Problem description: Read the football blog post below and decide whether each statement agrees with it, answering yes or no and quoting the words that settle it. (a) Oklahoma scored at least 50 points in each of its first four games. (b) Drew Willy threw three touchdown passes in Baylor's game against UBuffalo. (c) DeMarco Murray scored two touchdowns against Tulsa.

Text excerpt:
>> begin
Sunday finds the Dallas Cowboys hosting Rams of another sort (the ones from St. Louis) at Texas Stadium.

Now, the ‘Boys are 3-0 and the Rams are 0-3, so this looks like a slam-dunk. But back on January 1, 2006, the Rams, who were already long out of it by then, came into Irving to play a Dallas team which still – mathematically, at least – had something for which to play, and the Rams promptly handed Dallas its ass on a platter (I had a mini-rant about it here). So before I jump on the Silver-and-Blue bandwagon, I wanna see an ass-whipping of the boys in gold and blue.

We’re back Monday for the recap. For now, I’ll entertain a general dogpile on Notre Dame…


So help me Cthulu, the same damned crew worked the Frog & Cowboy games this weekend.

at TCU 21, SMU 7
#3 Oklahoma 62, at Tulsa 21
at UBuffalo 21, Baylor 34 (UBuffalo covers)
at #2 LSU 24, #12 S. Carolina 16
Dallas 34, at Chicago 10

Baylor finally found someone they could beat besides Rice. Drew Willy threw three picks, and Blake Szymanski threw three TDs as the Bears held off a furious Bull charge.

OU didn’t play one of its better game, especially on defense; in fact; there were times in the first quarter that Tulsa positively dominated. Talent won out, though, and the Hurricanes wilted under the overwhelming Sooner pressure.

Allan Patrick scored two touchdowns, DeMarco Murray added three and Sam Bradford threw a couple of bombs to Juaquin Iglesias.

And yet another memo to Mack Brown:

The Sooners (4-0) have put up at least 50 points in all four games. That’s only the second time in school history they’ve had such a streak — they also did it in 2003, capped by a 65-13 romp over Texas.

These guys are slightly better than Rice.

Steve Superior Spurrier’s squad gave Bo Pelini’s defense more trouble than anyone else so far this year, thanks to occasional trickery, but Matt Flynn and kicker Colt David pulled a bit of a surprise of their own with David catching a Flynn flip off a fake field goal attempt (try saying that five times fast) late in the first half to power the Tigers over the Gamecocks.
>> end
Data section:
>> begin
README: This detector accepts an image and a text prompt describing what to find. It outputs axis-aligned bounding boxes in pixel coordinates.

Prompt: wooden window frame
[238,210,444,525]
>> end
Exercise response:
(a) Yes: "The Sooners (4-0) have put up at least 50 points in all four games."
(b) No: "Drew Willy threw three picks, and Blake Szymanski threw three TDs"
(c) No: "Allan Patrick scored two touchdowns, DeMarco Murray added three"